Entries supplied -
BEGIN
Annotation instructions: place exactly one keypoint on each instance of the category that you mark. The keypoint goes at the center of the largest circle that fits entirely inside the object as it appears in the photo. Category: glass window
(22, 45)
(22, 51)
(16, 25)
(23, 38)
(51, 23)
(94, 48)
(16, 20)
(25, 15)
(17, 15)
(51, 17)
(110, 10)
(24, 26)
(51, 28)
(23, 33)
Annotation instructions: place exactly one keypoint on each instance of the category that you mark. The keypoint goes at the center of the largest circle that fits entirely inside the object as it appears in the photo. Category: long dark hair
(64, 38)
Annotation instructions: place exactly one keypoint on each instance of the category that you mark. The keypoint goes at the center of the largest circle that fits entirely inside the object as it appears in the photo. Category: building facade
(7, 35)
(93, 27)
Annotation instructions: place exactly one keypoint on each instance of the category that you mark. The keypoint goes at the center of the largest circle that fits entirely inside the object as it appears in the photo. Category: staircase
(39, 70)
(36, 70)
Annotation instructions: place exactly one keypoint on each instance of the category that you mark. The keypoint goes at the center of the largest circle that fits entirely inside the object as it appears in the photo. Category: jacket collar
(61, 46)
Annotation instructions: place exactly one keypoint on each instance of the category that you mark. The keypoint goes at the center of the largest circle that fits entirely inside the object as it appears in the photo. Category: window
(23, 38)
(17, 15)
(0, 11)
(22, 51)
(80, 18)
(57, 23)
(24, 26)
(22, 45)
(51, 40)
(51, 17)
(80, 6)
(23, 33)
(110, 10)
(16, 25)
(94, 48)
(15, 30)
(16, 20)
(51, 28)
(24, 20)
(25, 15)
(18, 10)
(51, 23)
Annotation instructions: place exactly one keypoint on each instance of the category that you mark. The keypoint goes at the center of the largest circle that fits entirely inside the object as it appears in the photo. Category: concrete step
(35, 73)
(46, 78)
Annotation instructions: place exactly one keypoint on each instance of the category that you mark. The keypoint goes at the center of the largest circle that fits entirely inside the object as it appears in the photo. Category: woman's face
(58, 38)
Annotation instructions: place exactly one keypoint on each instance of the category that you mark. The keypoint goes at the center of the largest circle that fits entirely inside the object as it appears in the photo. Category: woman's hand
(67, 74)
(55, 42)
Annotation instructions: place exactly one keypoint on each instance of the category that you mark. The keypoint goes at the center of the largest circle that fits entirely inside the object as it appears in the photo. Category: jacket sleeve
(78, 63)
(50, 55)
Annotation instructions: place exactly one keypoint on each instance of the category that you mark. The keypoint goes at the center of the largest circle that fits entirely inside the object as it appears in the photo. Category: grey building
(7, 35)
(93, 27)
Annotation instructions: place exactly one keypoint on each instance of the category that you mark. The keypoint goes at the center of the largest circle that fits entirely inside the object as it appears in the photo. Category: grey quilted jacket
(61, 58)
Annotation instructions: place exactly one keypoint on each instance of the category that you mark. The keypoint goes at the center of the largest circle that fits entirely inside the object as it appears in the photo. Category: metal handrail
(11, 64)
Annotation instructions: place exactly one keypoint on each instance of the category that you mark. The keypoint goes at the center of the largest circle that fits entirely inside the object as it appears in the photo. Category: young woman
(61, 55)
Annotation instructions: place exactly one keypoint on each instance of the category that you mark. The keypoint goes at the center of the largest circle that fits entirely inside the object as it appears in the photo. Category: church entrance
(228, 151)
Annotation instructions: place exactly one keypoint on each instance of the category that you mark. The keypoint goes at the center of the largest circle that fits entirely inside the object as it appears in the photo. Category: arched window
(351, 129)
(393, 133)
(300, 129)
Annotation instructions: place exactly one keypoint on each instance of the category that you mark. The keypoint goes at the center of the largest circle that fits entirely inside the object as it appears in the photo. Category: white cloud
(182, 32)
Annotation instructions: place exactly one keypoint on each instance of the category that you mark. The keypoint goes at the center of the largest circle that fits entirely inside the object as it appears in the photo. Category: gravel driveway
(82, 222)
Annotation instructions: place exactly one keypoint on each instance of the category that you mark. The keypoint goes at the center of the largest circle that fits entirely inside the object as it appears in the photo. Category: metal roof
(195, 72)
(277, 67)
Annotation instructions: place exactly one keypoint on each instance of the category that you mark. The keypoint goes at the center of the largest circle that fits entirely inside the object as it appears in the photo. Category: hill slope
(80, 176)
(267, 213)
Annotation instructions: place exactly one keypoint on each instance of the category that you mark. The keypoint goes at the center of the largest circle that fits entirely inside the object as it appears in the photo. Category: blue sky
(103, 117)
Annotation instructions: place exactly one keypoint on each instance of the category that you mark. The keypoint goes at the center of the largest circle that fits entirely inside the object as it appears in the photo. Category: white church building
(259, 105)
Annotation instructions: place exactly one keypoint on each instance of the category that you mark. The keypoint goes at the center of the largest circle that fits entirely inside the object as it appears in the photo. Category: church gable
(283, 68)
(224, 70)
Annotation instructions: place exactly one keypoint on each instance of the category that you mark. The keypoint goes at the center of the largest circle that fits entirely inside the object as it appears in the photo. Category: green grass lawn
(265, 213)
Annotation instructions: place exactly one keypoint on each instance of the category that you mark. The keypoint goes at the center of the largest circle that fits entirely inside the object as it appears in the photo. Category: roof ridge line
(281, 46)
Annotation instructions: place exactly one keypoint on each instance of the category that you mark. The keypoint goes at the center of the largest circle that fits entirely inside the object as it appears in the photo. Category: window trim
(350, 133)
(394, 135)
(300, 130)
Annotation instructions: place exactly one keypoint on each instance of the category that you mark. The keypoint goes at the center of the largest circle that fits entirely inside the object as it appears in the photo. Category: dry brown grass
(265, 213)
END
The expected output is an exact copy of all the records above.

Solution to this exercise -
Annotation instructions: place exactly one keypoint on each instance of the category that you mark. The keypoint goes at the center of the largest circle that fits entirely inside the object as it appears in the photo. Category: glass window
(22, 45)
(22, 51)
(16, 25)
(23, 38)
(51, 23)
(94, 48)
(16, 20)
(25, 15)
(17, 15)
(51, 17)
(110, 10)
(24, 26)
(51, 28)
(23, 33)
Annotation instructions: place exactly one keypoint on each instance of the category that you mark. The keypoint goes at the center of the largest circle that fits entirely inside the object as it appears in the photo. Category: long dark hair
(64, 38)
Annotation instructions: place exactly one keypoint on each instance of the category that you mark. The keypoint goes at the center of the largest circle that fits entirely inside the object as it appears in the photo. Category: building facade
(7, 35)
(93, 27)
Annotation instructions: place exactly one keypoint on each instance of the category that you mark. The keypoint goes at the center of the largest circle that fits entirely inside the object as it appears in the photo. Category: staircase
(39, 70)
(36, 70)
Annotation instructions: place exactly one keypoint on each instance of the category that you mark. The keypoint goes at the center of the largest circle that fits entirely inside the object as it appears in the photo. Category: jacket collar
(61, 46)
Annotation instructions: place exactly one keypoint on each instance of the category that you mark. The keypoint goes at the center of the largest circle that fits entirely inside the object as it appears in the photo. Category: window
(23, 38)
(17, 15)
(0, 11)
(22, 51)
(80, 18)
(57, 23)
(24, 26)
(22, 45)
(51, 40)
(51, 17)
(80, 6)
(23, 33)
(110, 10)
(16, 25)
(94, 48)
(15, 30)
(16, 20)
(51, 28)
(24, 20)
(25, 15)
(18, 10)
(51, 23)
Annotation instructions: place exactly one keypoint on each instance of the category that you mark. The keypoint goes at the center of the largest circle that fits entirely inside the object as it appears in the photo. Category: concrete step
(35, 73)
(46, 78)
Annotation instructions: place exactly one keypoint on each instance of the category that you mark. The keypoint goes at the center of the largest circle that fits entirely inside the object as it appears in the photo. Category: woman's face
(58, 38)
Annotation instructions: place exactly one keypoint on each instance of the category that you mark. The keypoint goes at the center of the largest circle that fits entirely inside the object as it appears in the photo. Category: woman's hand
(67, 74)
(55, 42)
Annotation instructions: place exactly one keypoint on each instance of the category that you mark. The keypoint goes at the center of the largest circle that fits entirely inside the object as it appears in the photo. Category: jacket sleeve
(78, 63)
(50, 55)
Annotation instructions: place exactly one keypoint on each instance of the category that you mark. The keypoint goes at the center of the largest circle that fits entirely inside the object as it appears in the photo. Category: grey building
(7, 35)
(93, 27)
Annotation instructions: place exactly one keypoint on each instance of the category that you mark. The keypoint goes at the center of the largest circle that fits entirely inside the object as it appears in the photo. Category: grey quilted jacket
(61, 58)
Annotation instructions: place exactly one keypoint on each instance of the category that you mark. The keypoint goes at the center of the largest circle that fits entirely inside the object as it appears in the photo. Category: metal handrail
(11, 64)
Annotation instructions: place exactly one keypoint on each instance of the category that you mark. The keypoint goes at the center of the largest circle that fits entirely inside the object as it appears in the photo. Category: young woman
(61, 55)
Annotation instructions: place exactly one keypoint on each instance of the category that you mark. The keypoint goes at the center of the largest circle that fits entirely inside the object as it appears in the photo. Category: church entrance
(228, 151)
Annotation instructions: place exactly one keypoint on each instance of the category that you mark. The keypoint goes at the center of the largest circle that fits entirely inside the object as it appears in the photo. Category: arched window
(351, 129)
(393, 133)
(300, 129)
Annotation instructions: place exactly one keypoint on each instance of the category that you mark. The keypoint goes at the center of the largest circle that fits entirely inside the object as it appears in the photo. Category: white cloud
(182, 32)
Annotation instructions: place exactly one keypoint on each instance of the category that you mark. The keypoint goes at the center of the largest circle that fits entirely inside the object as it appears in the photo. Category: gravel driveway
(82, 222)
Annotation instructions: place exactly one keypoint on each instance of the category that you mark. The keypoint goes at the center of the largest circle that fits entirely inside the object as it appears in the photo. Category: metal roof
(195, 72)
(277, 67)
Annotation instructions: place exactly one keypoint on each instance of the category that you mark. The keypoint goes at the center of the largest circle that fits entirely inside the object as it appears in the photo. Category: hill slope
(80, 176)
(267, 213)
Annotation instructions: place exactly one keypoint on each instance of the category that you mark. The keypoint goes at the center of the largest circle that fits entirely inside the object as it appears in the photo. Category: blue sky
(103, 117)
Annotation instructions: place exactly one keypoint on each instance of the category that you mark. The keypoint goes at the center of the largest circle that fits entirely inside the object as it appears in the photo. Category: white church building
(259, 105)
Annotation instructions: place exactly one keypoint on each instance of the category that you mark. The keypoint goes at the center of the largest circle that fits entirely inside the object as it appears in the photo. Category: church gable
(283, 68)
(224, 70)
Annotation instructions: place exactly one keypoint on each instance of the category that you mark. The keypoint goes at the center of the largest circle that fits entirely inside the object as it appears in the photo. Category: green grass lawn
(265, 213)
Annotation instructions: place exactly one keypoint on each instance of the category that you mark. The keypoint goes at the center of the largest circle that fits entirely inside the object as it appears in the photo. Category: roof ridge line
(281, 46)
Annotation instructions: place exactly one keypoint on each instance of the category that you mark. The keypoint goes at the center of the largest circle that fits entirely inside the object as it appears in the photo. Category: window trim
(350, 133)
(394, 135)
(300, 130)
Annotation instructions: place exactly one keypoint on each instance of the category that you mark. The keypoint goes at the center of the largest circle that fits entirely inside the object as it appears in the photo. Category: dry brown grass
(265, 213)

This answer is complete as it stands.